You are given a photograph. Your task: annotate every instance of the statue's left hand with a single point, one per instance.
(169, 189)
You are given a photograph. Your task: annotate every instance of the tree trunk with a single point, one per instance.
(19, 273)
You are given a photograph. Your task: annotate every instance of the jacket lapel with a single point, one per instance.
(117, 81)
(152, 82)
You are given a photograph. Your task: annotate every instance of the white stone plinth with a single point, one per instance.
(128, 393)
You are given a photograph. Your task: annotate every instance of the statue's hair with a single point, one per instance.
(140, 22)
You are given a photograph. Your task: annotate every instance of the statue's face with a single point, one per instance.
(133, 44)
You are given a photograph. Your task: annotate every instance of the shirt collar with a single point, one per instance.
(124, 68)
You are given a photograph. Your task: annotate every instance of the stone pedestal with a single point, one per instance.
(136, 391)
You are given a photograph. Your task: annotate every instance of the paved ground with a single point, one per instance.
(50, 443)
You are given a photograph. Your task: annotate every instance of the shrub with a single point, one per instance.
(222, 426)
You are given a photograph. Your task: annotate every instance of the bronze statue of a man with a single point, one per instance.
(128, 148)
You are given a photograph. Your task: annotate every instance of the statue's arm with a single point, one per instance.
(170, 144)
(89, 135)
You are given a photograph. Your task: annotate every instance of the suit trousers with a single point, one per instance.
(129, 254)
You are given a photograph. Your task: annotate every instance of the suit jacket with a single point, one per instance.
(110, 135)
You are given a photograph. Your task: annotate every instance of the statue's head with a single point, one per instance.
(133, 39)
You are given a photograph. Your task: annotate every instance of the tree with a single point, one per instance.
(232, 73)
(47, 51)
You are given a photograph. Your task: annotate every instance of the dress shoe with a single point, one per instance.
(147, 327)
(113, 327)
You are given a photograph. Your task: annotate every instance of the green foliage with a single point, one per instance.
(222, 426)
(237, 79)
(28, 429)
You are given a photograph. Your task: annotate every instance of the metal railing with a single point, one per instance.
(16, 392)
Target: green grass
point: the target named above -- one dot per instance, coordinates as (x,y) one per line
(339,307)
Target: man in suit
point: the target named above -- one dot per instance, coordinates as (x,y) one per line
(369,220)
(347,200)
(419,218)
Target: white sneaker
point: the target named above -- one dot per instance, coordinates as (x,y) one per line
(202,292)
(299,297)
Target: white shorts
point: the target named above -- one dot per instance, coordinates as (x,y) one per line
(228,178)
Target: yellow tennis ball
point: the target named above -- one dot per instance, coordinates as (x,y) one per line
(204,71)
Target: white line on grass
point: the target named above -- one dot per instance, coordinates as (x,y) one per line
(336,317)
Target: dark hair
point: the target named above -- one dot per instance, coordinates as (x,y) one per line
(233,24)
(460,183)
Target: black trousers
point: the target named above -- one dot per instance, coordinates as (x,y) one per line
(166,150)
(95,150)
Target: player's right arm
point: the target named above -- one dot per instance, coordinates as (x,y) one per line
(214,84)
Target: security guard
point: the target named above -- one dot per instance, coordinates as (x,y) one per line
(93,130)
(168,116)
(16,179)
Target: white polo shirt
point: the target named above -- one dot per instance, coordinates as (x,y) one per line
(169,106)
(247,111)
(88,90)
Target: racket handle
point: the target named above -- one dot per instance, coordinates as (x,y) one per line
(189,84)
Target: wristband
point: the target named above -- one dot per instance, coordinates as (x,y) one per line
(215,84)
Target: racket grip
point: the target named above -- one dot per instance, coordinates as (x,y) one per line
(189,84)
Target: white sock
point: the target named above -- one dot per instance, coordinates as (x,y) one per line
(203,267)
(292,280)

══════════

PROBLEM DETAILS: Rewrite all of the records above, replacing every occurrence of "annotate" with "mark" and leaving everything else unchanged.

RESPONSE TO THE TASK:
You are given a photograph. Your task: mark every instance of the statue's left hand with a single point, one per instance.
(169, 189)
You are given a photograph. Your task: mark every instance of the tree trunk with a single point, one per instance.
(19, 273)
You are given a photograph. Your task: mark every instance of the jacket lapel with a single point, one per instance.
(117, 81)
(152, 82)
You are given a photograph. Your task: mark every instance of the white stone plinth with a single point, one per instance.
(128, 393)
You are given a photograph. Your task: mark every instance of the statue's hair with a single point, one per instance.
(140, 22)
You are given a photograph. Your task: mark every instance of the statue's face with a single point, one per instance.
(133, 44)
You are given a photograph. Your task: mark every instance of the shirt collar with a single point, one per instance.
(124, 68)
You are given a photograph. Your task: mark every instance of the stone pedestal with a single point, one per instance.
(136, 391)
You are given a photograph. Your task: mark every instance of the paved ground with a single point, one per instance.
(50, 443)
You are given a photograph. Your task: mark every instance of the shrub with a single point, one per instance.
(222, 426)
You are given a photograph. Your task: mark every instance of the bronze statue of a man with a single point, one per instance.
(128, 148)
You are given a photograph. Your task: mark every instance of the statue's arm with a single point, one per instance.
(170, 144)
(89, 135)
You are given a photograph. Your task: mark every instance of the suit trousers with a single point, one per instance.
(129, 254)
You are given a photograph. Your task: mark every instance of the suit jacket with a single point, one per instance.
(110, 135)
You are given a photograph. Your task: mark every instance of the statue's head with a single point, one per instance.
(133, 39)
You are given a photograph. Your task: mark every instance of the tree with a single point, one per instance.
(232, 73)
(47, 51)
You are given a photograph. Your task: mark every instance of the dress shoe with a single point, one per instance.
(147, 327)
(113, 327)
You are given a photograph. Your task: mark every instance of the green foliage with a single point, one per instance.
(222, 426)
(237, 79)
(28, 429)
You are given a photograph. Your task: mark every instance of the metal railing with a single point, one per instance.
(16, 392)
Target: green grass
point: the target named above -- one dot per instance, coordinates as (x,y) one per line
(339,307)
Target: man in suit
point: the target named above -- one dot per instance, coordinates as (x,y) one per line
(369,220)
(347,200)
(419,218)
Target: white sneaker
point: the target named above -- one dot per instance, coordinates as (x,y) one per line
(202,292)
(299,297)
Target: white shorts
point: the target named above -- one dot per instance, coordinates as (x,y) one per line
(228,178)
Target: yellow tennis ball
point: the target named above -- one dot per instance, coordinates as (x,y) one per line
(204,71)
Target: white line on grass
point: the target named above -- one dot per instance, coordinates as (x,y) one per line
(336,317)
Target: dark hair
point: the target named above -- one dot per instance, coordinates as (x,y) one per line
(233,24)
(460,183)
Target: black trousers
point: the target named above -- one dot per instance, coordinates as (x,y) one per line
(166,150)
(95,150)
Target: player's right arm
point: the target named above -- one dot per instance, coordinates as (x,y) one per line
(214,84)
Target: security guard
point: the target named above -- one dot per instance, coordinates as (x,y) one per line
(93,130)
(168,116)
(16,179)
Target: white polo shirt
point: the target named above -- one dot per instance, coordinates as (x,y) one per line
(169,106)
(247,111)
(88,90)
Target: racket handle
point: the target named above -- one dot per instance, coordinates as (x,y) one per line
(189,84)
Target: wristband
point: the target named above -- one dot per instance, coordinates as (x,y) one per line
(215,84)
Target: racket grip
point: the target named above -- one dot per instance, coordinates as (x,y) one per line
(189,84)
Target: white sock
point: the target named above -- one dot per instance, coordinates as (x,y) one per line
(203,267)
(292,280)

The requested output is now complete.